* _Try it_: Repeat the data below in full and exactly.

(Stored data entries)
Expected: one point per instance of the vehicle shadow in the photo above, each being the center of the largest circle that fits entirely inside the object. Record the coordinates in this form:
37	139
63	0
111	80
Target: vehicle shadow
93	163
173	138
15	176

* _Solution_:
Expected: one point per instance of the vehicle shadow in the photo above, each being the center of the largest circle that fits entirely inside the object. Record the coordinates in this form:
37	139
63	0
111	80
Target: vehicle shadow
93	163
173	138
15	176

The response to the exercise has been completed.